Exercise objective » Retype precisely the section of the data that starts at the line containing "Every instance of the large" and runs to its final line, ends included.

-- START Input rows --

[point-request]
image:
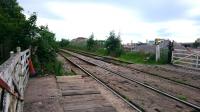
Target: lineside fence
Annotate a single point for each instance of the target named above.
(186, 58)
(14, 74)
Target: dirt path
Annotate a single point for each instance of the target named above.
(68, 94)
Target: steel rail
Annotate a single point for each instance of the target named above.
(140, 83)
(132, 68)
(129, 102)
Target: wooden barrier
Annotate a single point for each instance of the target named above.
(186, 58)
(14, 74)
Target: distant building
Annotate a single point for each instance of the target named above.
(158, 41)
(100, 43)
(150, 42)
(79, 41)
(129, 46)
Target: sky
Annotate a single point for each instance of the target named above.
(134, 20)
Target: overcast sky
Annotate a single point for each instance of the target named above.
(136, 20)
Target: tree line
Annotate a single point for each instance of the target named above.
(17, 31)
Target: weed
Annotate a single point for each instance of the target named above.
(181, 97)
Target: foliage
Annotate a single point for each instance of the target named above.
(15, 30)
(91, 43)
(196, 43)
(113, 45)
(64, 43)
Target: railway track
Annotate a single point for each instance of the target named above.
(138, 83)
(149, 72)
(130, 103)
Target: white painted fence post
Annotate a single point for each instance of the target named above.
(157, 53)
(197, 62)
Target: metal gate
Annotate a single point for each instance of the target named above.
(186, 58)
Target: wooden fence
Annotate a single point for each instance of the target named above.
(186, 58)
(14, 74)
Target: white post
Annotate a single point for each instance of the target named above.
(157, 53)
(18, 49)
(11, 53)
(197, 62)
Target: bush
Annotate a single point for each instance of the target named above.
(113, 45)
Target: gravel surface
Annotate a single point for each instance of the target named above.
(116, 102)
(171, 72)
(147, 99)
(179, 90)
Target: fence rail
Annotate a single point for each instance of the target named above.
(186, 58)
(13, 80)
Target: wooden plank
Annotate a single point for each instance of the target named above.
(93, 109)
(79, 92)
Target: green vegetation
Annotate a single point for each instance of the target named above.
(181, 97)
(113, 45)
(16, 30)
(64, 43)
(91, 44)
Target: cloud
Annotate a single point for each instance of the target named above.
(136, 20)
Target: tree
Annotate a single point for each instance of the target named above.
(14, 28)
(196, 43)
(113, 44)
(91, 43)
(64, 43)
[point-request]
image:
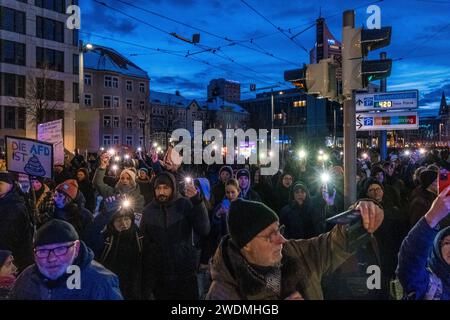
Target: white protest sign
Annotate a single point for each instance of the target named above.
(29, 156)
(51, 132)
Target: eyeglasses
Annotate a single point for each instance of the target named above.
(271, 237)
(58, 251)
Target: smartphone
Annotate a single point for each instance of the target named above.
(346, 217)
(444, 181)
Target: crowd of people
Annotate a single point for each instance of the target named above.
(135, 225)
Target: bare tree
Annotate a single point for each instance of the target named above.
(43, 96)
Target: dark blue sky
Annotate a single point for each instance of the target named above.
(420, 40)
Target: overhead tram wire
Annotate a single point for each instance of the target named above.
(234, 42)
(166, 32)
(177, 54)
(276, 27)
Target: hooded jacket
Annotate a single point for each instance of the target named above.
(97, 283)
(303, 266)
(168, 229)
(422, 271)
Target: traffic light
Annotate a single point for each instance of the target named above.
(357, 43)
(318, 78)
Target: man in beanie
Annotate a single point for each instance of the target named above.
(424, 195)
(16, 228)
(218, 190)
(58, 247)
(256, 262)
(247, 193)
(424, 258)
(7, 273)
(126, 186)
(170, 224)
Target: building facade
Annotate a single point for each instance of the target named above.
(115, 109)
(38, 68)
(227, 90)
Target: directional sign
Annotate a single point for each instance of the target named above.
(387, 100)
(387, 121)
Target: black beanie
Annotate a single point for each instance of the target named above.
(55, 231)
(427, 177)
(4, 254)
(248, 218)
(164, 178)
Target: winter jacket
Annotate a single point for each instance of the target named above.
(97, 283)
(16, 229)
(421, 270)
(168, 229)
(135, 196)
(303, 265)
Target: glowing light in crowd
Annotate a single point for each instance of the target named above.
(325, 177)
(302, 154)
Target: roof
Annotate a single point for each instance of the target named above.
(107, 59)
(219, 104)
(169, 99)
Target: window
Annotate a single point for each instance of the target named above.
(54, 5)
(10, 117)
(107, 121)
(87, 80)
(51, 59)
(21, 118)
(301, 103)
(116, 122)
(115, 82)
(129, 104)
(129, 85)
(12, 85)
(75, 64)
(129, 140)
(108, 82)
(49, 29)
(116, 102)
(50, 89)
(106, 140)
(87, 100)
(12, 20)
(76, 97)
(106, 101)
(12, 52)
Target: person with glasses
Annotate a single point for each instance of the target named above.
(256, 262)
(64, 269)
(424, 259)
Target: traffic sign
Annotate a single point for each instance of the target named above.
(387, 121)
(387, 100)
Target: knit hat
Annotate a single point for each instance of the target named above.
(4, 254)
(248, 218)
(55, 231)
(164, 178)
(227, 169)
(7, 177)
(69, 188)
(428, 176)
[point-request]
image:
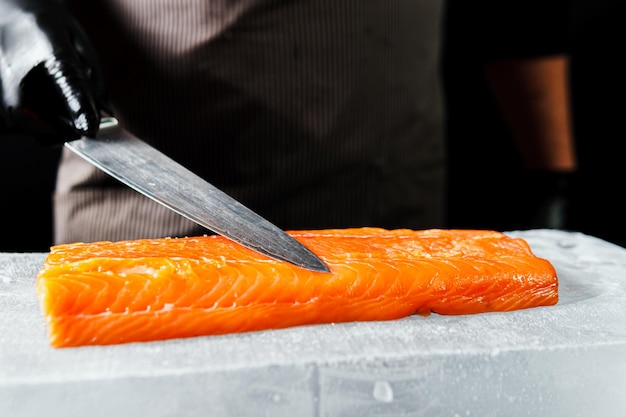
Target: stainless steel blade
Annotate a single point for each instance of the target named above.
(150, 172)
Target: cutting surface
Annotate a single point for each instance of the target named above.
(563, 360)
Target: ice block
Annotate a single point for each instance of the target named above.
(564, 360)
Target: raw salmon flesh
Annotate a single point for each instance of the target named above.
(155, 289)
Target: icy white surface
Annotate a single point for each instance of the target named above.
(565, 360)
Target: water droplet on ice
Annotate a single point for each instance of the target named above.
(383, 391)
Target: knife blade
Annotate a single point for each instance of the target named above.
(135, 163)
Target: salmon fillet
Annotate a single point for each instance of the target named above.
(154, 289)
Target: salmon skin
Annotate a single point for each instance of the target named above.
(155, 289)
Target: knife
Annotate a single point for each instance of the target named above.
(132, 161)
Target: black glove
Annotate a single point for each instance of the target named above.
(552, 192)
(50, 82)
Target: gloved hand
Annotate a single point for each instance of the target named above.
(552, 192)
(50, 82)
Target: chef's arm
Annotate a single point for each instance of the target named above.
(534, 99)
(50, 82)
(533, 96)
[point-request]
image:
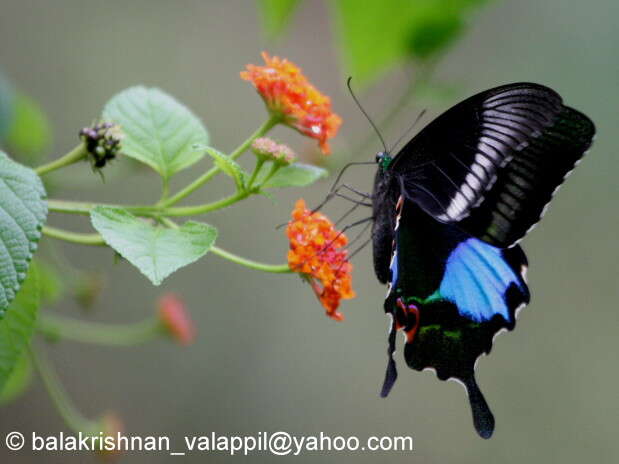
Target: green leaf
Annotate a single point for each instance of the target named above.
(23, 211)
(7, 96)
(228, 166)
(156, 251)
(18, 380)
(276, 15)
(296, 175)
(158, 130)
(29, 133)
(17, 327)
(382, 34)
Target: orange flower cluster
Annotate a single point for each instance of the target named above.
(288, 93)
(315, 253)
(175, 319)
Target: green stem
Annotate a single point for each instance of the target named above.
(275, 268)
(208, 175)
(276, 167)
(75, 155)
(207, 207)
(67, 410)
(73, 237)
(252, 179)
(80, 207)
(98, 333)
(165, 190)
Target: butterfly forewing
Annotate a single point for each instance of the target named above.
(511, 134)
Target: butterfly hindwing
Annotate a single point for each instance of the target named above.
(450, 295)
(448, 212)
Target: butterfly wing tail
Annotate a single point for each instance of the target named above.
(483, 419)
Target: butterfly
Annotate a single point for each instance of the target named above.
(448, 212)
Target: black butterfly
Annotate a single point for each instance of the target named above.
(448, 213)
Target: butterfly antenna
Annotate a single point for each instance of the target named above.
(367, 116)
(421, 115)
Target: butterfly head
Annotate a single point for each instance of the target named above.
(383, 160)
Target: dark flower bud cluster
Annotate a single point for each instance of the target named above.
(102, 142)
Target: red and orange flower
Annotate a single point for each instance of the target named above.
(288, 94)
(316, 253)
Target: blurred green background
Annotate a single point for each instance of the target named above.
(267, 358)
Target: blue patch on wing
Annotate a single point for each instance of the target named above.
(394, 269)
(476, 279)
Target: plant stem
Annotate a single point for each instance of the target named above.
(67, 410)
(98, 333)
(275, 268)
(165, 190)
(73, 156)
(208, 175)
(276, 167)
(73, 237)
(207, 207)
(80, 207)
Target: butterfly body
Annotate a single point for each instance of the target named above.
(448, 212)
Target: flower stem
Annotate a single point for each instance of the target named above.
(67, 410)
(80, 207)
(73, 237)
(208, 175)
(98, 333)
(276, 167)
(75, 155)
(275, 268)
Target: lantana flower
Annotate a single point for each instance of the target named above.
(316, 253)
(289, 95)
(175, 319)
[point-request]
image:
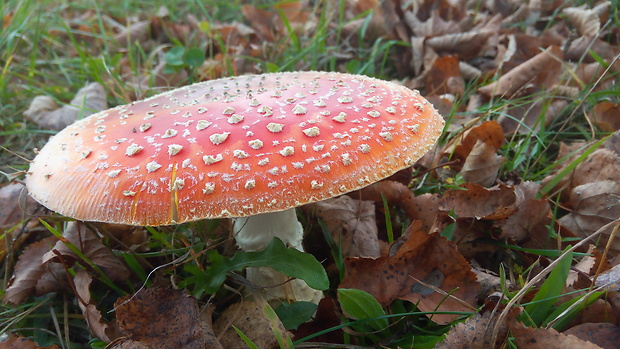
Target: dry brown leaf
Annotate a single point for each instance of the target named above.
(531, 219)
(445, 77)
(352, 223)
(474, 201)
(594, 205)
(28, 271)
(45, 113)
(541, 70)
(606, 115)
(249, 317)
(18, 342)
(92, 247)
(482, 165)
(605, 335)
(15, 204)
(421, 268)
(161, 318)
(489, 132)
(475, 333)
(540, 338)
(100, 328)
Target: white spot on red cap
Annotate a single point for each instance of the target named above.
(133, 149)
(312, 131)
(210, 159)
(218, 138)
(174, 149)
(274, 127)
(152, 166)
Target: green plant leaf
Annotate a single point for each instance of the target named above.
(359, 305)
(540, 306)
(194, 57)
(294, 314)
(174, 56)
(288, 261)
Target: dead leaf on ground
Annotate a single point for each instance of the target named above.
(18, 342)
(161, 318)
(28, 271)
(250, 317)
(474, 201)
(594, 205)
(541, 70)
(606, 115)
(45, 113)
(605, 335)
(482, 165)
(477, 332)
(99, 327)
(422, 270)
(352, 223)
(91, 246)
(540, 338)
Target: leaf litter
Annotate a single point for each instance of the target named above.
(449, 254)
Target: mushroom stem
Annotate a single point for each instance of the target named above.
(254, 234)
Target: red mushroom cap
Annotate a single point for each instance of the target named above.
(233, 147)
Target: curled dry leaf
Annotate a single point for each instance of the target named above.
(28, 271)
(594, 205)
(606, 115)
(353, 223)
(88, 100)
(421, 268)
(474, 201)
(476, 333)
(541, 338)
(251, 318)
(92, 247)
(482, 165)
(605, 335)
(531, 219)
(100, 328)
(18, 342)
(161, 318)
(541, 70)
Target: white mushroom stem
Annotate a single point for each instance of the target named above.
(254, 234)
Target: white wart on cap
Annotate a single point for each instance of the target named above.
(233, 147)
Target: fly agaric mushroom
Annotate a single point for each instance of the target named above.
(252, 147)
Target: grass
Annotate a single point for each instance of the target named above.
(47, 48)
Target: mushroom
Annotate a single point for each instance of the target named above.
(250, 147)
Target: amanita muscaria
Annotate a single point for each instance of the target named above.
(250, 147)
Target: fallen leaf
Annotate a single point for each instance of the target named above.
(422, 270)
(541, 70)
(352, 223)
(100, 328)
(18, 342)
(594, 205)
(540, 338)
(482, 165)
(474, 201)
(28, 270)
(92, 247)
(250, 318)
(607, 116)
(161, 318)
(605, 335)
(45, 113)
(475, 333)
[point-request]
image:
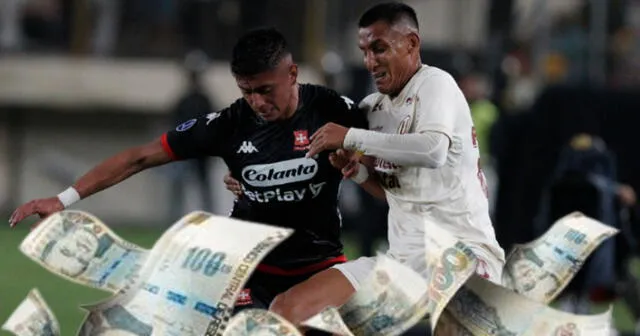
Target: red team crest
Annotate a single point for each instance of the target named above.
(300, 140)
(244, 297)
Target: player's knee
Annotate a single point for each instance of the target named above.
(290, 308)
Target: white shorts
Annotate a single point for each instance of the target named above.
(356, 271)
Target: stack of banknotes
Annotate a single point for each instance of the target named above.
(187, 283)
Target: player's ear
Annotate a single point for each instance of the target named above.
(293, 74)
(414, 42)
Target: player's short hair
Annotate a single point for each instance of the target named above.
(258, 51)
(389, 12)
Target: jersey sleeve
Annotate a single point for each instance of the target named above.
(438, 101)
(349, 114)
(199, 137)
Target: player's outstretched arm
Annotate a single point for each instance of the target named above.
(108, 173)
(351, 167)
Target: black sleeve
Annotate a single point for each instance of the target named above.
(198, 137)
(347, 113)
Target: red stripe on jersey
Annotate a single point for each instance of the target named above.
(302, 270)
(167, 148)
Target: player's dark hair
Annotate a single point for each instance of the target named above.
(258, 51)
(389, 12)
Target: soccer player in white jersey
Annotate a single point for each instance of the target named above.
(426, 162)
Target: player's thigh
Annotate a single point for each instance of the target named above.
(489, 265)
(357, 271)
(331, 287)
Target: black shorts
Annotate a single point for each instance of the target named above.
(262, 288)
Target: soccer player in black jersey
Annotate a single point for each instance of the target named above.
(263, 138)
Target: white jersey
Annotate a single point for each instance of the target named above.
(453, 196)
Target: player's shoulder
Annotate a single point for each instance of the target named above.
(313, 93)
(434, 77)
(321, 98)
(369, 102)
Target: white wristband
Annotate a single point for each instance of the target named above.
(69, 196)
(362, 175)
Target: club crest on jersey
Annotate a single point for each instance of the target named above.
(300, 140)
(244, 298)
(186, 125)
(403, 127)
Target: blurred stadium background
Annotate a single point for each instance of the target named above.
(83, 79)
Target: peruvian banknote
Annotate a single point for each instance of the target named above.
(484, 308)
(33, 317)
(396, 297)
(541, 269)
(385, 303)
(78, 246)
(260, 322)
(329, 320)
(189, 283)
(449, 326)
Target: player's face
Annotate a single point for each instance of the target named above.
(388, 55)
(270, 94)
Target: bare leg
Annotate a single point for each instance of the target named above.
(306, 299)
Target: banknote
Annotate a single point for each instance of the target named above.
(450, 263)
(542, 268)
(449, 326)
(329, 320)
(485, 308)
(33, 317)
(260, 322)
(79, 247)
(396, 296)
(189, 283)
(386, 300)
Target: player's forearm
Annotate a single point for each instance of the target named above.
(373, 187)
(120, 167)
(427, 149)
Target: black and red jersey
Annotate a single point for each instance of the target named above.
(281, 186)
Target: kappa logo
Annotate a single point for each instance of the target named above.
(186, 125)
(300, 140)
(316, 188)
(348, 101)
(247, 147)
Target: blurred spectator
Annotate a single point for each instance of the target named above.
(585, 180)
(24, 20)
(569, 41)
(193, 104)
(107, 24)
(10, 19)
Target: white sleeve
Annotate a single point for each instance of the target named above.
(438, 99)
(428, 149)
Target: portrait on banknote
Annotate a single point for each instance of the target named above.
(77, 244)
(527, 273)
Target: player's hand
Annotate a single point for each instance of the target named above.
(233, 185)
(345, 160)
(42, 207)
(329, 136)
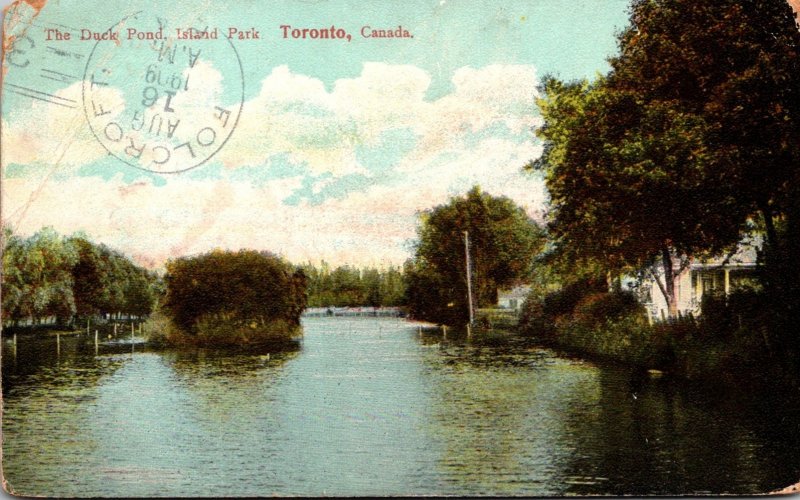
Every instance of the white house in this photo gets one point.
(513, 298)
(699, 277)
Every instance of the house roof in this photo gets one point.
(745, 256)
(518, 292)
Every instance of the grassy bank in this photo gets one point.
(729, 344)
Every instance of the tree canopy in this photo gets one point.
(49, 275)
(503, 240)
(693, 132)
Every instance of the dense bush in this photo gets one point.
(234, 298)
(729, 340)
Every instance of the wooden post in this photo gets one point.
(727, 282)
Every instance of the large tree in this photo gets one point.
(503, 241)
(693, 131)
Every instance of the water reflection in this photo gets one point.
(374, 406)
(514, 419)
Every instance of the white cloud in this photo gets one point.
(477, 134)
(55, 136)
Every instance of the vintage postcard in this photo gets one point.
(431, 247)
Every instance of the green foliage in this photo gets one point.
(694, 131)
(49, 275)
(348, 286)
(503, 242)
(224, 297)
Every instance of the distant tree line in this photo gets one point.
(70, 278)
(350, 286)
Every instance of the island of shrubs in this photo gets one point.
(230, 299)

-- END Input rows --

Finished task »
Every instance of the large tree in this photo gets one point.
(503, 241)
(693, 131)
Every instance of the water reflection in this photo gets one point.
(374, 406)
(514, 419)
Every instance of the white cloud in this photo gets one point.
(477, 134)
(55, 136)
Every instance of the vintage postcard in this photo gets one point.
(431, 247)
Every instance of the green foliage in this photo gets one point.
(694, 131)
(49, 275)
(348, 286)
(503, 242)
(224, 297)
Every instance of the distant tree line in this photo gets one point.
(70, 278)
(350, 286)
Every instance of the island of shrubs in this photo gets one point.
(230, 299)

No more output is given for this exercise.